#### [Excerpted text]
==========

It just happened yesterday and she is out of town. I guess what triggered me is the realization that Lon was completely undeserving of that treatment. In a lot of these kinds of movies, the Lon character has some sort of flaw, too self-absorbed, too uptight, or even a cheater behind her back. In this case, Lon was loving and caring; a good man.

We have had many conversations (and even attempts at discussing it in marriage counseling) and her inability to explain to me why she went to him is what still eats at me. She still hangs onto "I don't know why." All these years later I am not sure she really does know anymore. But I suspect the real answer is something she thinks would hurt me even more.

My theories:
1. She went to him in a last ditch effort to get him to talk her out of marrying me and rekindling their relationship
2. She did it and told me so I would call off the wedding for her, only I didn't follow the script.

She swears neither of these is true, but can't supply a plausible alternative.


----------



## aaronj (Oct 20, 2011)

sokillme said:


> Now you realize if you left your wife then you would become the lost love of her life, not this dude she couldn't have. Because is always about what they can't have with these nitwits. You want to stir her passion tell her your leaving. She will get passionate really quick a guarantee.


You are correct, I know she now sees me as the love of her life and the far superior choice. But that has only come into focus in the past 8-9 years.


----------



## Lostinthought61 (Nov 5, 2013)

Arronj, unfortunately you took her back when she went to him all these years ago....you could have walked away from her and no one woudl have been against you, no one would have thought less of you. Not sure if you have kids but i have girls and i have told them over and over again the minute some one shows you disrespect that is a red flag to move on. She demonstrated to you one hell of a disrespect but you took her back and she knows that.


----------



## Personal (Jan 16, 2014)

aaronj said:


> It just happened yesterday and she is out of town. I guess what triggered me is the realization that Lon was completely undeserving of that treatment. In a lot of these kinds of movies, the Lon character has some sort of flaw, too self-absorbed, too uptight, or even a cheater behind her back. In this case, Lon was loving and caring; a good man.

==========

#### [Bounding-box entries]
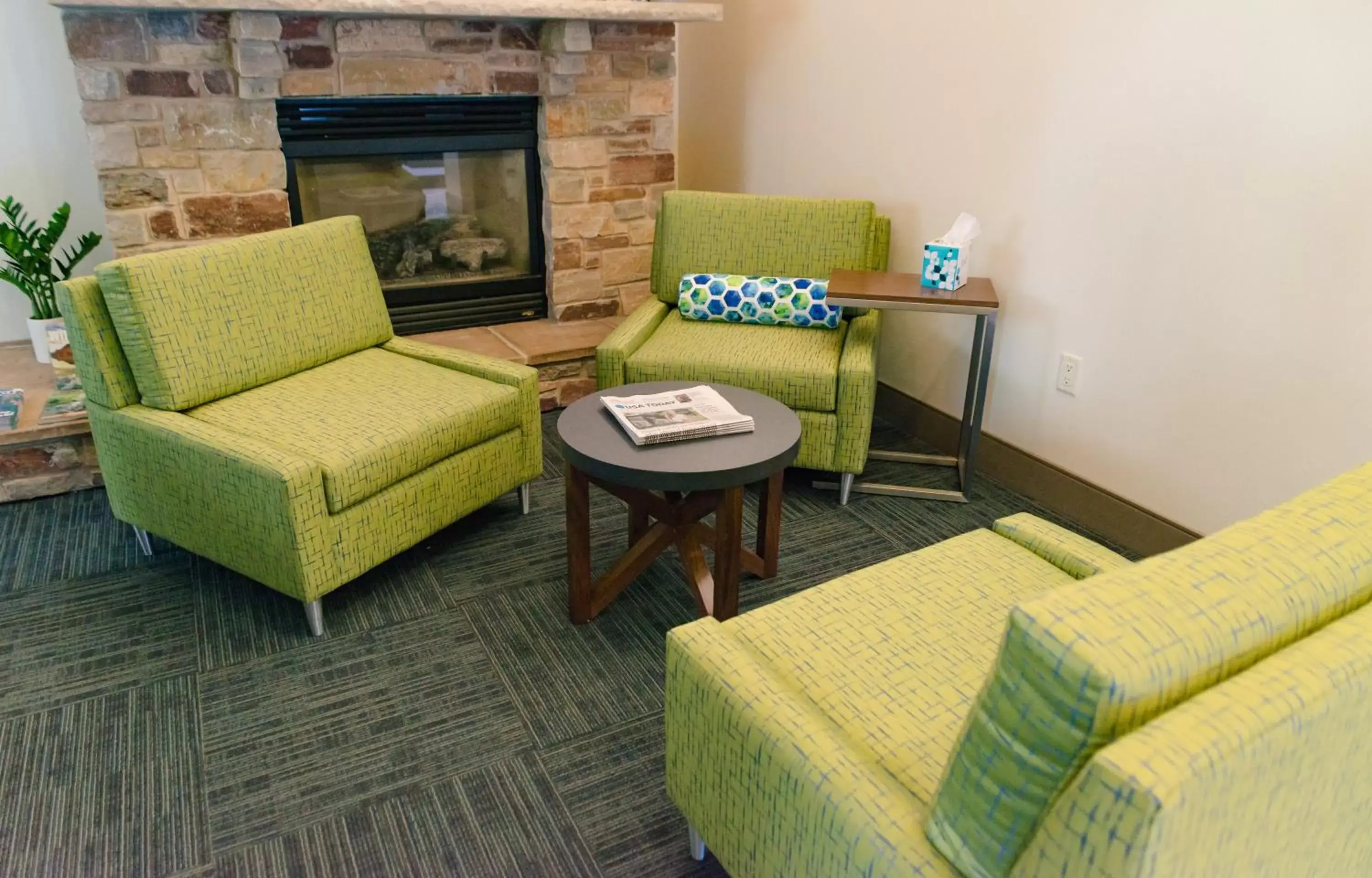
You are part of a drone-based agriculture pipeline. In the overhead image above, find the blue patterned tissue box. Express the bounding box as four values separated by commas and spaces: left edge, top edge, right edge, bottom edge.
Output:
919, 239, 971, 289
676, 274, 844, 329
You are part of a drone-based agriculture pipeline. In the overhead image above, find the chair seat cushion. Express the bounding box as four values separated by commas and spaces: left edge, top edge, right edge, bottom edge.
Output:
723, 527, 1076, 812
624, 309, 848, 412
187, 347, 519, 513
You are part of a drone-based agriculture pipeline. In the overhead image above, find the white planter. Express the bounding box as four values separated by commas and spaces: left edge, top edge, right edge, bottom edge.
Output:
29, 317, 62, 362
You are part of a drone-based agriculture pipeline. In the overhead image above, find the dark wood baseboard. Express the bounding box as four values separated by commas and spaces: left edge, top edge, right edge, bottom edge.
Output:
877, 383, 1200, 556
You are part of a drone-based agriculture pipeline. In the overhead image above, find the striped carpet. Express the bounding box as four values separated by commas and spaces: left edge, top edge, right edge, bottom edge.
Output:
0, 414, 1120, 877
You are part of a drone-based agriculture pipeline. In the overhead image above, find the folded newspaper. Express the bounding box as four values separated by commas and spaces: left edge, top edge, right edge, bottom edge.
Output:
601, 384, 753, 444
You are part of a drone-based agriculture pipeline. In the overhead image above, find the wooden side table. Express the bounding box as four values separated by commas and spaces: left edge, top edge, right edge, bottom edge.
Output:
557, 381, 800, 624
815, 269, 1000, 503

==========

#### [Your tasks]
A. In the forum thread, how does aaronj say his wife now sees him?
B. Write out the lines of the entries that start at the line containing "find the striped" and end with the line containing "601, 384, 753, 444", including both of those lines.
The forum thread and the entries have no connection to each other.

#### [Solutions to the problems]
A. She sees him as the love of her life and the far superior choice.

B.
You are part of a drone-based agriculture pipeline. In the overhead image above, find the striped carpet. Express the bounding box as four values separated by commas and spaces: left edge, top edge, right edge, bottom edge.
Output:
0, 414, 1120, 877
You are part of a drone-based agriculture pipeline. In the overhead image above, find the folded newspaper. Express the bounding box as four values separated by commas and spaces: left edge, top edge, right edge, bottom edge.
Output:
601, 384, 753, 444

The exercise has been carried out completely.